Stated exercise: Reproduce word for word the part of the positive-definite matrix passage below that begins with "We have proved" and ends after "a quadratic form.".

Reading passage:
Now we can show that $ A^{-1}$ is also positive definite.
We have proved that if $ {A}$ has eigenvalue $\lambda$, then $ {A}^{-1}$ has $\frac{1}{\lambda}$ as its eigenvalue.
If $\lambda>0$, certainly $\frac{1}{\lambda}>0$, thus $ {A}^{-1}$ is also positive definite.
In the PDF of MND, the argument of exponential function is $-\frac{1}{2}(\mathbf{x}-\mathbf{\mu})^{T} \Sigma^{-1}(\mathbf{x}-\mathbf\mu)$, which is a quadratic form.
$\Sigma$ is symmetric positive semi-definite, so is $\Sigma^{-1}$ for any vector $\mathbf{x} = \mathbf{\mu}$.
With a minus sign in front, we get negative semi-definite quadratic form
$$ -\frac{1}{2}(\mathbf{x}-\mathbf{\mu})^T\Sigma^{-1}( \mathbf{x}-{\mu})\leq 0 $$If we define a simple bivariate case, the quadratic form is
\begin{align} -\frac{1}{2}\left[\begin{array}{l} x_{1}-\mu_{1} \\ x_{2}-\mu_{2} \end{array}\right]^{T}\left[\begin{array}{cc} \sigma_{1}^{2} & 0 \\ 0 & \sigma_{2}^{2} \end{array}\right]^{-1}\left[\begin{array}{l} x_{1}-\mu_{1} \\ x_{2}-\mu_{2} \end{array}\right]&= -\frac{1}{2}\left[\begin{array}{l} x_{1}-\mu_{1} \\ x_{2}-\mu_{2} \end{array}\right]^{T}\left[\begin{array}{cc} \frac{1}{\sigma_{1}^{2}} & 0 \\ 0 & \frac{1}{\sigma_{2}^{2}} \end{array}\right]\left[\begin{array}{l} x_{1}-\mu_{1} \\ x_{2}-\mu_{2} \end{array}\right]\\ &=-\frac{1}{2}\left[\begin{array}{l} x_{1}-\mu_{1} \\ x_{2}-\mu_{2} \end{array}\right]^{T}\left[\begin{array}{l} \frac{1}{\sigma_{1}^{2}}\left(x_{1}-\mu_{1}\right) \\ \frac{1}{\sigma_{2}^{2}}\left(x_{2}-\mu_{2}\right) \end{array}\right]\\ & = -\frac{1}{2 \sigma_{1}^{2}}\left(x_{1}-\mu_{1}\right)^{2}-\frac{1}{2 \sigma_{2}^{2}}\left(x_{2}-\mu_{2}\right)^{2} \end{align}Further, we give value to $\sigma$ and $\mu$
$$ \sigma_1 = 2,\ \sigma_2 = 3,\ \mu_1 = 0,\ \mu_2 = 0 $$We can visualize quadratic form and its exponential
%matplotlib notebook
x1, x2 = np.linspace(-10, 10, 30), np.linspace(-10, 10, 30)

Data provided:

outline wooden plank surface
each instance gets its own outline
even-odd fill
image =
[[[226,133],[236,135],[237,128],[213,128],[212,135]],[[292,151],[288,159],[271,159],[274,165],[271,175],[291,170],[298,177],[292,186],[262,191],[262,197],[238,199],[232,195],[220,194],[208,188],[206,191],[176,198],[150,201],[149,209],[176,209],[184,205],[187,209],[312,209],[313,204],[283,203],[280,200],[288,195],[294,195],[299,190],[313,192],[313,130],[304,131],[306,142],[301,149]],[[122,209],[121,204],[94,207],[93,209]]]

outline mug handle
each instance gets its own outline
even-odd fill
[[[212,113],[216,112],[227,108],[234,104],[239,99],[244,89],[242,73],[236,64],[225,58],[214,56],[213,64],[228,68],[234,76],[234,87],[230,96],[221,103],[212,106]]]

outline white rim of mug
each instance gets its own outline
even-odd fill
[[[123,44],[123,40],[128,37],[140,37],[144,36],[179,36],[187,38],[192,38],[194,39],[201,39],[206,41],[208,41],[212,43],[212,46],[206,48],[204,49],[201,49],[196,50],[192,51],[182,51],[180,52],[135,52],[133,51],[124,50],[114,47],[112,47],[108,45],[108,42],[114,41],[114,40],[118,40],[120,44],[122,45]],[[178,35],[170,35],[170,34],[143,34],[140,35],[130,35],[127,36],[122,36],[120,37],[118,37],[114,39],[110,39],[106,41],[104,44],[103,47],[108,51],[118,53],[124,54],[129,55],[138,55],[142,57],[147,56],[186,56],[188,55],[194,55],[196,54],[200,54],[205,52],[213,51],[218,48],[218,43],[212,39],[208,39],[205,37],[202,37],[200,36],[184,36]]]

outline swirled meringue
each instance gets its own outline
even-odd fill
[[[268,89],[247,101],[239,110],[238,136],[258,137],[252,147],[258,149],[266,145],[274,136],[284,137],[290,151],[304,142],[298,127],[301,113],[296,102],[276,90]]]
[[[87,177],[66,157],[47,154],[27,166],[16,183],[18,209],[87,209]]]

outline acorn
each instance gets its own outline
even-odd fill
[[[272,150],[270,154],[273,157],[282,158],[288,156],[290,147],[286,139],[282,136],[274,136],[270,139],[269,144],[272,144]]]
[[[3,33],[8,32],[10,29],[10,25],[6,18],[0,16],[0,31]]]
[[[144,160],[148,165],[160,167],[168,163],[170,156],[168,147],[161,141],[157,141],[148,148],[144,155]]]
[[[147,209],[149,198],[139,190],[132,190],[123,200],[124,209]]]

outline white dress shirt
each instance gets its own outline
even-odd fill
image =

Solution to this exercise:
We have proved that if $ {A}$ has eigenvalue $\lambda$, then $ {A}^{-1}$ has $\frac{1}{\lambda}$ as its eigenvalue.
If $\lambda>0$, certainly $\frac{1}{\lambda}>0$, thus $ {A}^{-1}$ is also positive definite.
In the PDF of MND, the argument of exponential function is $-\frac{1}{2}(\mathbf{x}-\mathbf{\mu})^{T} \Sigma^{-1}(\mathbf{x}-\mathbf\mu)$, which is a quadratic form.